● EXCERPTED TEXT
>> start

By Minnesota Hockey, 10/15/13, 10:15AM CDT


There are some hockey players and families who love the game so much they are happy to spend six to seven days a week at the rink for five or more months a year. While that passion is certainly one of the best parts of the sport, that type of commitment isn’t necessarily right for everyone.

The Minnesota Hockey Recreation League (“Rec League”) recognizes that and provides an alternative way for kids to continue playing hockey. The Rec League held its inaugural season in 2009-2010.  There were 78 players that first year.  Four years later, the Rec League has grown to over 260 participants and three age levels.

 “We are heading into our fifth year as a league and while we don’t necessarily have an official charter, everyone involved is committed to the same guiding principles: fun, low cost, low commitment, low travel and equal teams,” said Jim Aiken, who has been volunteering as a coach since the league started.

This year the Rec League will provide boys and girls at the 12U, 14U and 17U levels the opportunity to participate in one practice and one game per week beginning in December and finishing in March with an end-of-the-year festival. Kids will be placed on teams according to skill level and their geographic area. However, they can also request to play with their friends.

“I love the extended relationships we’ve built with other hockey families that live around the metro who we also see in our other sports,” said Aiken, whose family is heavily involved in lacrosse. “My boys are two and a half years apart in age and have friends that go to a dozen different schools.  This league allows them all to play together.”

While the Rec League provides kids the opportunity to play with their friends from different areas, most of the teams are made up of local rink rats getting together for a more organized form of hockey.

>> end

● EXTRACTED DATA
>> start

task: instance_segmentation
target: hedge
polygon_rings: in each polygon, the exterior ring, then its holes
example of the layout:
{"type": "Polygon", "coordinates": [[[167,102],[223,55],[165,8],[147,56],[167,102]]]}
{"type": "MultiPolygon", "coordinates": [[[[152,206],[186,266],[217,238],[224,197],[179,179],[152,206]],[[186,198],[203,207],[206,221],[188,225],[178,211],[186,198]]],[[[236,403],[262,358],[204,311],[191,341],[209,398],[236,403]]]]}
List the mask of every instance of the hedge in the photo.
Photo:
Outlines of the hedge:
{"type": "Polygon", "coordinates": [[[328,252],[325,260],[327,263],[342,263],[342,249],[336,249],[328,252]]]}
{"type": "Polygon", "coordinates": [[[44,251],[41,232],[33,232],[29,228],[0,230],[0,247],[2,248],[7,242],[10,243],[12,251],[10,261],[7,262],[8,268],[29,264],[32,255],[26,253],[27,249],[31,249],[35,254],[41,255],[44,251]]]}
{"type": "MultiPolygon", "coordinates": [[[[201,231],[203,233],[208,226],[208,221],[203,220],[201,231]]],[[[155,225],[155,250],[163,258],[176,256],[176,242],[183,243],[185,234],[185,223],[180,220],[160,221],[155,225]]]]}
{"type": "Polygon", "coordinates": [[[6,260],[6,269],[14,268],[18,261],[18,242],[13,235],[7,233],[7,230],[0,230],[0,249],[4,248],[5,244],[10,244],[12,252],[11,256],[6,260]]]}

>> end

Could you copy word for word the stretch of the hockey article from "There are some" through "three age levels."? The records have no connection to the hockey article.

There are some hockey players and families who love the game so much they are happy to spend six to seven days a week at the rink for five or more months a year. While that passion is certainly one of the best parts of the sport, that type of commitment isn’t necessarily right for everyone.

The Minnesota Hockey Recreation League (“Rec League”) recognizes that and provides an alternative way for kids to continue playing hockey. The Rec League held its inaugural season in 2009-2010.  There were 78 players that first year.  Four years later, the Rec League has grown to over 260 participants and three age levels.